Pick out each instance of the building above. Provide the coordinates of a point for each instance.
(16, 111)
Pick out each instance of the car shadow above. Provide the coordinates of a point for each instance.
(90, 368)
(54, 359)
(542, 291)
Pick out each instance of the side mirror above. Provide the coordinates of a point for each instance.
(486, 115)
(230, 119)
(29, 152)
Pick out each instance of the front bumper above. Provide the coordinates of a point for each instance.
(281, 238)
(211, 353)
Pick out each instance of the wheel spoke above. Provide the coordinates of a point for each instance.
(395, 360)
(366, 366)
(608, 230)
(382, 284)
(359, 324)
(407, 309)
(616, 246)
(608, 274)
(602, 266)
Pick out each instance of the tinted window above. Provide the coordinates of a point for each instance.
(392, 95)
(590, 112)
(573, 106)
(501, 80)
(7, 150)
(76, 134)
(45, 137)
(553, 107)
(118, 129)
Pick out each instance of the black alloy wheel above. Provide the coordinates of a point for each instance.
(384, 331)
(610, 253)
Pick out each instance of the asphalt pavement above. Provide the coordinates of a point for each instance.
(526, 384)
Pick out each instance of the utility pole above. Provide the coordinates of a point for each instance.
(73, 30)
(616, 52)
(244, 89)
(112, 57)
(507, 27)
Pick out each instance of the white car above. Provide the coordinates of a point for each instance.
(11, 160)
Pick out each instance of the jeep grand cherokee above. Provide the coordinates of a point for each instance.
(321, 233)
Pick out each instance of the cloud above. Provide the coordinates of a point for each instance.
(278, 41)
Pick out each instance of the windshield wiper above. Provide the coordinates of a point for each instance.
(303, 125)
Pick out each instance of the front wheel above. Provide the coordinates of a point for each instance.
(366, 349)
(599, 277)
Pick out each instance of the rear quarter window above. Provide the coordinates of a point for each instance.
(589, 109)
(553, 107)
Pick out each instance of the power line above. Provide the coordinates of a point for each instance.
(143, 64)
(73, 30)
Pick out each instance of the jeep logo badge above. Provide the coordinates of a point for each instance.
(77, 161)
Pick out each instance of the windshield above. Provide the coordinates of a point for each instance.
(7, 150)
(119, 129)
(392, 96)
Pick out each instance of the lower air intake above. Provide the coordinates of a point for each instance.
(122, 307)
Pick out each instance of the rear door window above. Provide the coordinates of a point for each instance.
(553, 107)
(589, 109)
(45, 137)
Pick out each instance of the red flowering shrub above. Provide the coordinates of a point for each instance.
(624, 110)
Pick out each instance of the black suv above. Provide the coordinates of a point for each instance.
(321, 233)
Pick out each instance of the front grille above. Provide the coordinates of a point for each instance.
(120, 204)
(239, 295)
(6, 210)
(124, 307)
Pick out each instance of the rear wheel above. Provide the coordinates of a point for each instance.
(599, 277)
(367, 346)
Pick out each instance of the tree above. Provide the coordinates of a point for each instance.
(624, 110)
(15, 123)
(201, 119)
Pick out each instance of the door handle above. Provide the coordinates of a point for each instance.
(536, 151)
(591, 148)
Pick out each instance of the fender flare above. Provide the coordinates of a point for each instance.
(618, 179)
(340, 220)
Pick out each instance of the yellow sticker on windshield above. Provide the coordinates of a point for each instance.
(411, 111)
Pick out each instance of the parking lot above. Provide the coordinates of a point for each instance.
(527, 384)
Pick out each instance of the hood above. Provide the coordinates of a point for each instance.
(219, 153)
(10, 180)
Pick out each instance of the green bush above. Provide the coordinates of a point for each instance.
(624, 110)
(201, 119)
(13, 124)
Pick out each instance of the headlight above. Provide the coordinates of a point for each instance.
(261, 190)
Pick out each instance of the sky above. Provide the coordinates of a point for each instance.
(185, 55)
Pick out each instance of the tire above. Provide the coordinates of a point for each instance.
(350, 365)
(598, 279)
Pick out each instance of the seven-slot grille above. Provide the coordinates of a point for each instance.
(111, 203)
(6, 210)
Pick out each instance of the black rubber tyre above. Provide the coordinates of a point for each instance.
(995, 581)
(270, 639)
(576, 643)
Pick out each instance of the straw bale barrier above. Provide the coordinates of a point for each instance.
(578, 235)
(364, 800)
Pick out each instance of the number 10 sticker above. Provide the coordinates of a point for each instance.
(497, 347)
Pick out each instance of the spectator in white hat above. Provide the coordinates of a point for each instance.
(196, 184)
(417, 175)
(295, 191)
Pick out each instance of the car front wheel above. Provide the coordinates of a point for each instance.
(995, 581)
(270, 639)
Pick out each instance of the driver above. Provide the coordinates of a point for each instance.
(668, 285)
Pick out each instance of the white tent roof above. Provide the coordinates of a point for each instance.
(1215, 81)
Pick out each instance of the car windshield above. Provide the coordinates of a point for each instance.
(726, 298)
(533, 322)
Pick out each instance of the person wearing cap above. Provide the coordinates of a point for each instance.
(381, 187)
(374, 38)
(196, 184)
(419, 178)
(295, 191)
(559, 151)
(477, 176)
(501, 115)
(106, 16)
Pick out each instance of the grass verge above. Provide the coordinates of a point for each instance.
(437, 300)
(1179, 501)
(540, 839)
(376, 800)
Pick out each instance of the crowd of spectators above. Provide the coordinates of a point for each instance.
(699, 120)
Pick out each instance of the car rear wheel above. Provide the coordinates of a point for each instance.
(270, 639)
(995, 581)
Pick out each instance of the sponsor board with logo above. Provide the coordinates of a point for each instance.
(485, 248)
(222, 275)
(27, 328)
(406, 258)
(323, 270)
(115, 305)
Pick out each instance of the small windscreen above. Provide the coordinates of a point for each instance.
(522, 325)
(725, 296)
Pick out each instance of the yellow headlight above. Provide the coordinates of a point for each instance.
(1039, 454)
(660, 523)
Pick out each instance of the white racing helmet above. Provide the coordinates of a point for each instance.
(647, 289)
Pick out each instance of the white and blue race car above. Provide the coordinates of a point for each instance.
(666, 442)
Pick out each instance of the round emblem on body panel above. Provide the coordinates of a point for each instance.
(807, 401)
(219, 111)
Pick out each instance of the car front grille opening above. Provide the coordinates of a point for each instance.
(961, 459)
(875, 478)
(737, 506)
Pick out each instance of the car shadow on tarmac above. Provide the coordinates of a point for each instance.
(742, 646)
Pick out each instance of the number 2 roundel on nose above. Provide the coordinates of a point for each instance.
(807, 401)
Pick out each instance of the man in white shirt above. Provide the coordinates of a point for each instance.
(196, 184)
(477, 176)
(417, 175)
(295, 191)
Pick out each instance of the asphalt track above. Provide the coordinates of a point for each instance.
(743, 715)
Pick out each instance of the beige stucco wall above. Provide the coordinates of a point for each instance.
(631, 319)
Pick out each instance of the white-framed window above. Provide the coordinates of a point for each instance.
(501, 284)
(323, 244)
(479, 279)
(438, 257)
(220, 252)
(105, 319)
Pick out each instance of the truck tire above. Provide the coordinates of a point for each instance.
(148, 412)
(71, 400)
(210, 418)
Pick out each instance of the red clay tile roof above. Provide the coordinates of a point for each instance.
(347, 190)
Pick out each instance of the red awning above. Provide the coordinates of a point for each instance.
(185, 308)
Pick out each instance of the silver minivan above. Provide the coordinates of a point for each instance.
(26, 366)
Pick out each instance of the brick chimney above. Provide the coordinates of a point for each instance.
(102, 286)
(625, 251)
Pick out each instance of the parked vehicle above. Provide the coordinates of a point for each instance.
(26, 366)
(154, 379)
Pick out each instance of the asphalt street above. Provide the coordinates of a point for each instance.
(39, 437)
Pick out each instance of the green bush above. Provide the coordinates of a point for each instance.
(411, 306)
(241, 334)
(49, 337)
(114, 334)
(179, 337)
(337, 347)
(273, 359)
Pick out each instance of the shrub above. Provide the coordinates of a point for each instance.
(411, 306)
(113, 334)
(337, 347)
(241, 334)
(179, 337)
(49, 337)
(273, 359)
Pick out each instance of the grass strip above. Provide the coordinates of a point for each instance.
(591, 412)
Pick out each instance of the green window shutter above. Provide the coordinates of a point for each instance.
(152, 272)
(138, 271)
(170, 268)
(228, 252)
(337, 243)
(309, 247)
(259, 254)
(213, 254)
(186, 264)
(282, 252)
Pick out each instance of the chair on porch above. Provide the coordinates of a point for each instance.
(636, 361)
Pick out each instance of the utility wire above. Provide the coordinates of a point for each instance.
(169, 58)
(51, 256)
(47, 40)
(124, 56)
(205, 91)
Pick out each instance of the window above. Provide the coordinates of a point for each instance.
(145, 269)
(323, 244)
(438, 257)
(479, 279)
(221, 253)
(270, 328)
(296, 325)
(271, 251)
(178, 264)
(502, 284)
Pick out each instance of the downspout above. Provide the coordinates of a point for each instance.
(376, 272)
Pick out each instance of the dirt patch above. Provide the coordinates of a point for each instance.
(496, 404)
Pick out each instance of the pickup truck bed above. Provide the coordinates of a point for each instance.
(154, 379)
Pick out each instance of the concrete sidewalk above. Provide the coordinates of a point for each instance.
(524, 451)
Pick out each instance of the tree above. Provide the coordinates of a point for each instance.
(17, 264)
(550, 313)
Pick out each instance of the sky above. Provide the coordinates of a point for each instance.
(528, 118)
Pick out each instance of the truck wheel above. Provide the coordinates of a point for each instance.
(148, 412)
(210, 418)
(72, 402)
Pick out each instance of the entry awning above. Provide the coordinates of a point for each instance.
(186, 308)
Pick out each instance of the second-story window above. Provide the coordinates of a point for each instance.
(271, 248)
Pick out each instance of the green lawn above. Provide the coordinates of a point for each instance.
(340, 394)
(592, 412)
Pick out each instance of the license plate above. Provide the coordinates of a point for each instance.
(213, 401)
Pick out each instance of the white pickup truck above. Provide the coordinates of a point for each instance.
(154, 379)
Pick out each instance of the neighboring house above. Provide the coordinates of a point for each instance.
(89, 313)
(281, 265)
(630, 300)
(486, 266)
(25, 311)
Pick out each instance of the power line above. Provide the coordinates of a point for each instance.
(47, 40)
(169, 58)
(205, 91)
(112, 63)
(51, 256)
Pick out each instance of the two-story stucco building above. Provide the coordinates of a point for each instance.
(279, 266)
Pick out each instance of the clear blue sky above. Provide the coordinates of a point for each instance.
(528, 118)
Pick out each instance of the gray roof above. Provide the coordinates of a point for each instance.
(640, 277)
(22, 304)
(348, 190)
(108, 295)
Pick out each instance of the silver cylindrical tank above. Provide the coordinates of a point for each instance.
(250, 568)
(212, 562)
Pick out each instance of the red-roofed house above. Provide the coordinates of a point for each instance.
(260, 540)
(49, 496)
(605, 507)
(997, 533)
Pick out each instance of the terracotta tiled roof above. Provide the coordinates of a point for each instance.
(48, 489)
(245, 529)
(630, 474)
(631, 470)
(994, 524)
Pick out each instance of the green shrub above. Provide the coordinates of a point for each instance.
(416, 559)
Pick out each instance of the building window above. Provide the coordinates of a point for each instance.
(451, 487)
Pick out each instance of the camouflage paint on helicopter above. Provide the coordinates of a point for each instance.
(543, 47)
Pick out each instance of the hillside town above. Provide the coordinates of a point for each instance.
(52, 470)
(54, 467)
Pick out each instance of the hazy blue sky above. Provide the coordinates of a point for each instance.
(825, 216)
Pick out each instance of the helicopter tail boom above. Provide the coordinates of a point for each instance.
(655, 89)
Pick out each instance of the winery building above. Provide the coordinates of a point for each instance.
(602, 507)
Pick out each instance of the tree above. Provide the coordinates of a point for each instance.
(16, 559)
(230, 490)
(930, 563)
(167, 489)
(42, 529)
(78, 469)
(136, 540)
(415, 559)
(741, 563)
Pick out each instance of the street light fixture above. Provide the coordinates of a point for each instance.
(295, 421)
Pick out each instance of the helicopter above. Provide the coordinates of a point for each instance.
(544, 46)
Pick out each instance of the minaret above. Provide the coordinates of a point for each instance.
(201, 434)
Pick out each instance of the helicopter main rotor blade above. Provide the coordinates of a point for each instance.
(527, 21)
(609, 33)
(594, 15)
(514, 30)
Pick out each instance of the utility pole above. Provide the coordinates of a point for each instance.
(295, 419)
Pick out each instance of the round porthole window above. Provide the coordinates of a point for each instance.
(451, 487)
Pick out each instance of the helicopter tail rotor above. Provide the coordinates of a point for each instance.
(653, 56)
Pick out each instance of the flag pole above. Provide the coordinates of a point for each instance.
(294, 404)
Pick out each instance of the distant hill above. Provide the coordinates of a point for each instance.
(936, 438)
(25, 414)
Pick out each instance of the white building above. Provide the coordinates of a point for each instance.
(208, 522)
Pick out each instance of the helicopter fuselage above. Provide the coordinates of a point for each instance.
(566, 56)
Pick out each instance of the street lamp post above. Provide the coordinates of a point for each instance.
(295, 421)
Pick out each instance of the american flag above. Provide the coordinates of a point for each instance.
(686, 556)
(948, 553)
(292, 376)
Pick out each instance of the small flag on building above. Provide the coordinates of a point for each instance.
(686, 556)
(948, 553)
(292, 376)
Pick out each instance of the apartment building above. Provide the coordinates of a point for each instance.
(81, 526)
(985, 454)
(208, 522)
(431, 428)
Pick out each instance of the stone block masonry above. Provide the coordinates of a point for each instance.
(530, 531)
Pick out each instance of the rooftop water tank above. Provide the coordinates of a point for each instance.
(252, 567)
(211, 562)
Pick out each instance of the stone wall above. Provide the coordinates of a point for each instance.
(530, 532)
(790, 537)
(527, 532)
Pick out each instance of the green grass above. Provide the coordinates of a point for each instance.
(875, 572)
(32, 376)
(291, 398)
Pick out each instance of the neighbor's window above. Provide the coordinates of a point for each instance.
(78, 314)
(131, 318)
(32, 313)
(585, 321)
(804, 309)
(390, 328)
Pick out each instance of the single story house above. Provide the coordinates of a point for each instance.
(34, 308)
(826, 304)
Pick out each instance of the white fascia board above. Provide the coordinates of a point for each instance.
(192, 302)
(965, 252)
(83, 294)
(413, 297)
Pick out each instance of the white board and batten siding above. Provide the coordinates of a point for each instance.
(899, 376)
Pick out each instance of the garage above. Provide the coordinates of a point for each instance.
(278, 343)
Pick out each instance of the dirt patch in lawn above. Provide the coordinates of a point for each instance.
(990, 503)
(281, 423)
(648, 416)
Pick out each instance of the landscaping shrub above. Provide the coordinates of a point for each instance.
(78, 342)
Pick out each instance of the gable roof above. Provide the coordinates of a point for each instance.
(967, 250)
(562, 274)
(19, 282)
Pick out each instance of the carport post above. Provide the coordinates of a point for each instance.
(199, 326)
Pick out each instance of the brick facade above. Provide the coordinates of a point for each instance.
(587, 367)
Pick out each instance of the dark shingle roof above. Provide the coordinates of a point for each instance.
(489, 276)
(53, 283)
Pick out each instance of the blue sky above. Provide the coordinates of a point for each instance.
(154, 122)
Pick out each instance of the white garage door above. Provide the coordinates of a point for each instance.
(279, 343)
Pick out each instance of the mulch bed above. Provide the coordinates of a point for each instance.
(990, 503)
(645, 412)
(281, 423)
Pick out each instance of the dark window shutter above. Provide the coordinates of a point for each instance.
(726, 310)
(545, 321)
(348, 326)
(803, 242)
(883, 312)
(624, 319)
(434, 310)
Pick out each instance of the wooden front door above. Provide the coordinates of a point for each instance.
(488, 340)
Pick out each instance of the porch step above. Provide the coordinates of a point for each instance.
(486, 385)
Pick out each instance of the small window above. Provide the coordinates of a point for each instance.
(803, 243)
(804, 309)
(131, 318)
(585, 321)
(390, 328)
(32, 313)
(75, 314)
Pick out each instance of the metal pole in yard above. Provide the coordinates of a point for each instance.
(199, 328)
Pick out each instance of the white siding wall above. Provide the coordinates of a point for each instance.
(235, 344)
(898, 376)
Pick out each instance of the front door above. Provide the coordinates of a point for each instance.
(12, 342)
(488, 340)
• • • • •
### Instructions to follow
Only the lines from the one that contains "Pick out each instance of the porch" to the end of the data should be output, exactly as they appear.

### The answer
Pick out each instance of the porch step above. Provide the coordinates of a point for each instance.
(486, 385)
Pick out each instance of the small window above. Provide the coordinates of a point for each instance.
(803, 243)
(804, 309)
(131, 318)
(585, 321)
(390, 328)
(32, 313)
(75, 314)
Pick out each instance of the metal pole in yard above. Provide the coordinates of a point for each instance.
(199, 328)
Pick out each instance of the white siding wall above. Provide the coordinates of a point for each instance.
(235, 344)
(898, 376)
Pick out each instance of the front door above. Provide the coordinates of a point for each instance.
(12, 342)
(488, 340)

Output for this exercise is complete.